Pediatrics Book


Pediatric Dehydration Management

Aka: Pediatric Dehydration Management, Dehydration Management in Children, Intravenous Therapy Protocol in Pediatric Dehydration, Severe Pediatric Dehydration Management
  1. See Also
    1. Pediatric Dehydration
    2. Oral Rehydration Therapy Protocol in Pediatric Dehydration
  2. Indications
    1. Severe Pediatric Dehydration
    2. Treat Mild to Moderate Dehydration with Oral Rehydration Therapy Protocol in Pediatric Dehydration
  3. Labs
    1. Indications
      1. Severe Pediatric Dehydration
      2. Altered Mental Status
      3. Age <6 months
    2. Serum Electrolytes
      1. Obtain in all cases of severe Dehydration (not typically needed in mild to moderate Dehydration)
      2. Correct serious Electrolyte abnormalities prior to starting phase 2 (maintenance replacement)

QUESTIONS ON THE MATERIAL:
1 - Please reproduce the part of the dehydration outline word for word, starting with "Aka: Pediatric Dehydration" and going on through "to moderate Dehydration)".
2 - Answer these from the dehydration outline:
(a) What age limit is listed among the indications for labs?
(b) What protocol does it name for treating mild to moderate dehydration?
(c) Serious electrolyte abnormalities should be corrected before starting which phase?
The data after this point comes from a separate source.

DATA RECORDS:
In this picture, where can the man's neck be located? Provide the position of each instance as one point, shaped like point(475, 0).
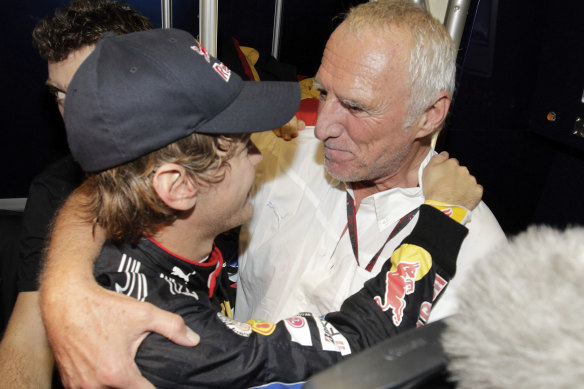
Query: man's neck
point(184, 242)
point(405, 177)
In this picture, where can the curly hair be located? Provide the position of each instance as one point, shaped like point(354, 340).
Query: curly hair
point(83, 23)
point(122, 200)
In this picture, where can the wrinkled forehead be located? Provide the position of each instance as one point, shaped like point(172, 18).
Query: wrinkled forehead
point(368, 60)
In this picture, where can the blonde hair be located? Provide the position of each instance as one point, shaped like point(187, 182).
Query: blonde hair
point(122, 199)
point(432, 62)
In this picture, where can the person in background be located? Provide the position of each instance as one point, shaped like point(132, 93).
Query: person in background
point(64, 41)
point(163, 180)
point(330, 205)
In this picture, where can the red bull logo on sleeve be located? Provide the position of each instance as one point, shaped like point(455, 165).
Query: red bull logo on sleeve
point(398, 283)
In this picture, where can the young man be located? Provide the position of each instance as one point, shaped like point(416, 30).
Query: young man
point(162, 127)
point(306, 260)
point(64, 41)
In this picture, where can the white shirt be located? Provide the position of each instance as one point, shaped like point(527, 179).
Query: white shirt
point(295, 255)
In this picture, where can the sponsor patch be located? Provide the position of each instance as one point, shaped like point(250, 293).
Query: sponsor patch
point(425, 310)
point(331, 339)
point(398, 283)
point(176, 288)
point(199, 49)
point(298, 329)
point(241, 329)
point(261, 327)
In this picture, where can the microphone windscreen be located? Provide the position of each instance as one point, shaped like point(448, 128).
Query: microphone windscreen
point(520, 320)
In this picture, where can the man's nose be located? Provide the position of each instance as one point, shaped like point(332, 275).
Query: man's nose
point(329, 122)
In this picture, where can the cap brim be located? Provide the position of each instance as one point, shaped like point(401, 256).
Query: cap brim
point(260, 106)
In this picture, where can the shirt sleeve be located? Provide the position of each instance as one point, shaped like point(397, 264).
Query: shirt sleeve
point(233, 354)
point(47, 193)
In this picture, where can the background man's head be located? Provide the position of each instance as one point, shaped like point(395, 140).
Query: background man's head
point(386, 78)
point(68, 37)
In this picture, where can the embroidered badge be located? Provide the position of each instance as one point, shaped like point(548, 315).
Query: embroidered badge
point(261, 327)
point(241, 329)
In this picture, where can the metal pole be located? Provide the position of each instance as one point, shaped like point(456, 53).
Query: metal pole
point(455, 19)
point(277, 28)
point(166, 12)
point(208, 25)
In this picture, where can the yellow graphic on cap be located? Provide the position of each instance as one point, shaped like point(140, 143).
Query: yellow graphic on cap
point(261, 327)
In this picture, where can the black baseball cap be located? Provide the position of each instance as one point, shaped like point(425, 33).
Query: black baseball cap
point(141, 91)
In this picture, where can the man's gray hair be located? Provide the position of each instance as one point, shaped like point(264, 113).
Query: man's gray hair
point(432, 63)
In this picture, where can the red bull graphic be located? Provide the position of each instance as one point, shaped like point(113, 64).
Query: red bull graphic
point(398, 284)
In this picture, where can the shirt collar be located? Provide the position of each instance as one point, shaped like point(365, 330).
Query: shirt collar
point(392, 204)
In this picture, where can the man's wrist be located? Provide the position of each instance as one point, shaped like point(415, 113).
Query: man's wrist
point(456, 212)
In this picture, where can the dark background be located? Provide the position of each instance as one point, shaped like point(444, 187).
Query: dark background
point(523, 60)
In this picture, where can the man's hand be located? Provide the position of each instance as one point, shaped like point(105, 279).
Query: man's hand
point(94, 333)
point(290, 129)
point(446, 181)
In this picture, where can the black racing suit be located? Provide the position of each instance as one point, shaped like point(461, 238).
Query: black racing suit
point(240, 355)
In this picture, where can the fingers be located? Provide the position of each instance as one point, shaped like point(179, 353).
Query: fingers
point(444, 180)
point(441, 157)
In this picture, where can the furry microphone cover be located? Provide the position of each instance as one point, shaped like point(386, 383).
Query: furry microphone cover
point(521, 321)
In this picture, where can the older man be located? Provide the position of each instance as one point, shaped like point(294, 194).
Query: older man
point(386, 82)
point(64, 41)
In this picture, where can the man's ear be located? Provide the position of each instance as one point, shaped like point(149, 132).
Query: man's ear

SOLUTIONS BY TASK:
1 -
Aka: Pediatric Dehydration Management, Dehydration Management in Children, Intravenous Therapy Protocol in Pediatric Dehydration, Severe Pediatric Dehydration Management
  1. See Also
    1. Pediatric Dehydration
    2. Oral Rehydration Therapy Protocol in Pediatric Dehydration
  2. Indications
    1. Severe Pediatric Dehydration
    2. Treat Mild to Moderate Dehydration with Oral Rehydration Therapy Protocol in Pediatric Dehydration
  3. Labs
    1. Indications
      1. Severe Pediatric Dehydration
      2. Altered Mental Status
      3. Age <6 months
    2. Serum Electrolytes
      1. Obtain in all cases of severe Dehydration (not typically needed in mild to moderate Dehydration)

2 -
(a) Age <6 months
(b) Oral Rehydration Therapy Protocol in Pediatric Dehydration
(c) Phase 2 (maintenance replacement)